**Exercise prompt**
Add 34 to every bounding box coordinate from the line containing "I'm looking for the blue sky." down to the line containing "[464,114,500,313]", both ends included. Write out every line in that stretch of the material again, including the lines without numbers, which stay as they are.

= = = = =

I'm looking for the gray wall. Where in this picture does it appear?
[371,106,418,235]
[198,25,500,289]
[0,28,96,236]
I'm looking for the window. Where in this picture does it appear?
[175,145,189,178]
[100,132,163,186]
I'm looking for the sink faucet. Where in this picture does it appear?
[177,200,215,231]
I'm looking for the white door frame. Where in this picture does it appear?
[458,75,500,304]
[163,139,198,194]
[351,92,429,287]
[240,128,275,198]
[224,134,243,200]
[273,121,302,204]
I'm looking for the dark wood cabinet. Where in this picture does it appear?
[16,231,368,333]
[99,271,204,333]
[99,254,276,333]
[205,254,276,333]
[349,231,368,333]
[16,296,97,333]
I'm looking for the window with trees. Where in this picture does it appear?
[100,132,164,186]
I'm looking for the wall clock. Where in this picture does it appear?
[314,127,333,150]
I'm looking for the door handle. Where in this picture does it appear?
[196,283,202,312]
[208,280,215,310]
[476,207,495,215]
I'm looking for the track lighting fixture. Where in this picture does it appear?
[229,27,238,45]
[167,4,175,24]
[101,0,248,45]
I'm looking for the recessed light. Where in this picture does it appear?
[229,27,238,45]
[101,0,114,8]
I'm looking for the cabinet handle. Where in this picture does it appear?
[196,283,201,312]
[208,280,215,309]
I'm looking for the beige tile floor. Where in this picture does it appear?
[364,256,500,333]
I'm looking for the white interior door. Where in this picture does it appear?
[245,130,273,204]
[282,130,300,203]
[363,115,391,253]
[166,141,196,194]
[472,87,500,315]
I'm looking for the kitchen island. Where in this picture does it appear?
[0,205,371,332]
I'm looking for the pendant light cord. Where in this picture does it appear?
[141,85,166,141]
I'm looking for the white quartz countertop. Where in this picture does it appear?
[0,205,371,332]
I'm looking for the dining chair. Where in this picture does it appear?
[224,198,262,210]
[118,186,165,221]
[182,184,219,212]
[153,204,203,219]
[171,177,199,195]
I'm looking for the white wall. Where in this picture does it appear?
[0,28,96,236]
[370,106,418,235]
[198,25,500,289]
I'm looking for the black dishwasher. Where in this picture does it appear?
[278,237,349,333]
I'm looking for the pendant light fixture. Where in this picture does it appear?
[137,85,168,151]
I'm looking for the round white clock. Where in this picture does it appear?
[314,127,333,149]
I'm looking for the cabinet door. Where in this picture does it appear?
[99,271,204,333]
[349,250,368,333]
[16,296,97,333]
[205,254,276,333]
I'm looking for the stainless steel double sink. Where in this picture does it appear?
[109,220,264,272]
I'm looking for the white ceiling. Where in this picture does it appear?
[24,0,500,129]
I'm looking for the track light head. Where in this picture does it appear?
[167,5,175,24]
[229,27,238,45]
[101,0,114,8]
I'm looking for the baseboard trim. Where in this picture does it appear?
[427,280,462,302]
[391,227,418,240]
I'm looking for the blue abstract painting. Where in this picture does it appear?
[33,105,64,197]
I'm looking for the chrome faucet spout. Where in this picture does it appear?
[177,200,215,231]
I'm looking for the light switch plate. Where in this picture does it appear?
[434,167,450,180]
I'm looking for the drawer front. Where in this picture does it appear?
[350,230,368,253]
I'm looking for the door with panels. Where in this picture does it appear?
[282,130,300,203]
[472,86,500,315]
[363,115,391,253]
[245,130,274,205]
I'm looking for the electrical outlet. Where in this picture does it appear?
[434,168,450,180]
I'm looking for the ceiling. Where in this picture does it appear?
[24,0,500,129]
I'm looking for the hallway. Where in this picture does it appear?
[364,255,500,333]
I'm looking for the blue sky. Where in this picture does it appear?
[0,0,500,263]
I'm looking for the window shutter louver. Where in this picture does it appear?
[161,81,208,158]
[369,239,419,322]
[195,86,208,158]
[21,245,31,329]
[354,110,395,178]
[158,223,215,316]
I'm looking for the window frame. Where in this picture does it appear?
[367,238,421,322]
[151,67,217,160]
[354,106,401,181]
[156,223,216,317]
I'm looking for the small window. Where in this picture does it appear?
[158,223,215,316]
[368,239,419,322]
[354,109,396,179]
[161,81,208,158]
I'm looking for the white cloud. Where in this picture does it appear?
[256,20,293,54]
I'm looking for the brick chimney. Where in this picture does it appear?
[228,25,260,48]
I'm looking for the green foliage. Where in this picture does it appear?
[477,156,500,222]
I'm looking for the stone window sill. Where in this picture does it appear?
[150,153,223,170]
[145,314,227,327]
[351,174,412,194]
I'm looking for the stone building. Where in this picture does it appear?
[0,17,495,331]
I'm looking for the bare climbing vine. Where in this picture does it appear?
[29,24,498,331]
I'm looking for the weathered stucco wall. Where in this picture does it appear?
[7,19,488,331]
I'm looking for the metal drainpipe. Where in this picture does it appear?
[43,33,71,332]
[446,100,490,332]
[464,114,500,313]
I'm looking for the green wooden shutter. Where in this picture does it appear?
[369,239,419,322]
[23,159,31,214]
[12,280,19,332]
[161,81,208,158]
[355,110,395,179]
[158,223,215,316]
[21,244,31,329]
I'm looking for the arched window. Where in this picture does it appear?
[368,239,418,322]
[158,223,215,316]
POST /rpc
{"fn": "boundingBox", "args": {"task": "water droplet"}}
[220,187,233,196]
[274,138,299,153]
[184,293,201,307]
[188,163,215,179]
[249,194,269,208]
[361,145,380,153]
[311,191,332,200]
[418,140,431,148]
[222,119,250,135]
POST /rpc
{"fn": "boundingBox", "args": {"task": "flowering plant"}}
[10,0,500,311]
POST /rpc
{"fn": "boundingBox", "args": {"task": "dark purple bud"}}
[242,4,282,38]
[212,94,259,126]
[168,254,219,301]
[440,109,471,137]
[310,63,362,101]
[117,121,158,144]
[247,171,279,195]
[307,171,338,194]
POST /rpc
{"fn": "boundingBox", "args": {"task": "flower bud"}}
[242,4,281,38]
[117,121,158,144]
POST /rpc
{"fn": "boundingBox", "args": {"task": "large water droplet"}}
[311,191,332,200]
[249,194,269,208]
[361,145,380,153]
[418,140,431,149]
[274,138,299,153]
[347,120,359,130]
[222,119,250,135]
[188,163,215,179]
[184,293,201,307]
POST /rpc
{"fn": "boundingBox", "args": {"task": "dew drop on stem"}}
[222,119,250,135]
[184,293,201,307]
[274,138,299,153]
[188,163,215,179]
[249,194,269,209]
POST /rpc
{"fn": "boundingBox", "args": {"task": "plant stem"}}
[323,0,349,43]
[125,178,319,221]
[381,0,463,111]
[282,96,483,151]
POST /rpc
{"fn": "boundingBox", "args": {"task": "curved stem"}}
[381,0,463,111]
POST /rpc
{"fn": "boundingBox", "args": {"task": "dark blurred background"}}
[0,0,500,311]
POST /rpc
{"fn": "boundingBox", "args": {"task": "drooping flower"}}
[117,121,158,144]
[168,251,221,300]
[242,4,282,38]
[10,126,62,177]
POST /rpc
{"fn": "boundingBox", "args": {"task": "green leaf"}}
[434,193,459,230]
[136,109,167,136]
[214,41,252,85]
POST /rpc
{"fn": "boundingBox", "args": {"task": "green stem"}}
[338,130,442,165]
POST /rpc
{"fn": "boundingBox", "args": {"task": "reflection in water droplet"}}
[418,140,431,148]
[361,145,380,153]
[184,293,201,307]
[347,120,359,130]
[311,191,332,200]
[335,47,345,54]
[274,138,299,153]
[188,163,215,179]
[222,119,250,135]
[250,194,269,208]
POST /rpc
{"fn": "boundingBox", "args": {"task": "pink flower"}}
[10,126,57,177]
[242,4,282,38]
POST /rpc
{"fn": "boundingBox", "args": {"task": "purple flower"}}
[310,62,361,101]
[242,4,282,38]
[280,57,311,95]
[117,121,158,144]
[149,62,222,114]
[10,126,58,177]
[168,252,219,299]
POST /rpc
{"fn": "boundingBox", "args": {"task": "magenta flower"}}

= = = = =

**Completed exercise**
I'm looking for the blue sky. Where in this picture does it appear?
[34,34,534,297]
I'm looking for the window shutter louver. Where in this picture does it appear?
[195,115,242,192]
[403,273,453,356]
[229,120,242,192]
[55,279,65,363]
[388,144,429,212]
[192,257,249,350]
I'm looking for the window frame. Where in this picture does it appear?
[401,272,455,356]
[185,101,251,194]
[388,140,435,215]
[190,257,250,351]
I'm looking for the small window. Where in this picture does it appear?
[192,257,249,350]
[402,273,453,356]
[388,143,430,213]
[195,115,242,192]
I'm looking for the white cloud. Where in this picture does it appear?
[290,54,327,88]
I'm looking for the brick chimney. Where in this picture does it appear?
[262,59,294,82]
I'm looking for the green foliage. Where in this picture does it appear?
[511,190,534,256]
I'm looking for the stone window sill. Where in this picture does it appear?
[184,187,257,204]
[179,348,261,361]
[385,208,446,228]
I'm looking for the stone building. Where in this picture does it appear?
[34,51,529,365]
I'm looking for the bare climbing vine. Where in this picture does it appear?
[63,58,532,365]
I'm looking for the weathered stucco wall. Where in this picture does it appear?
[41,53,522,365]
I'm looking for the metal drainpipe. Where in this picture does it appear?
[77,67,105,366]
[480,134,524,366]
[498,148,534,347]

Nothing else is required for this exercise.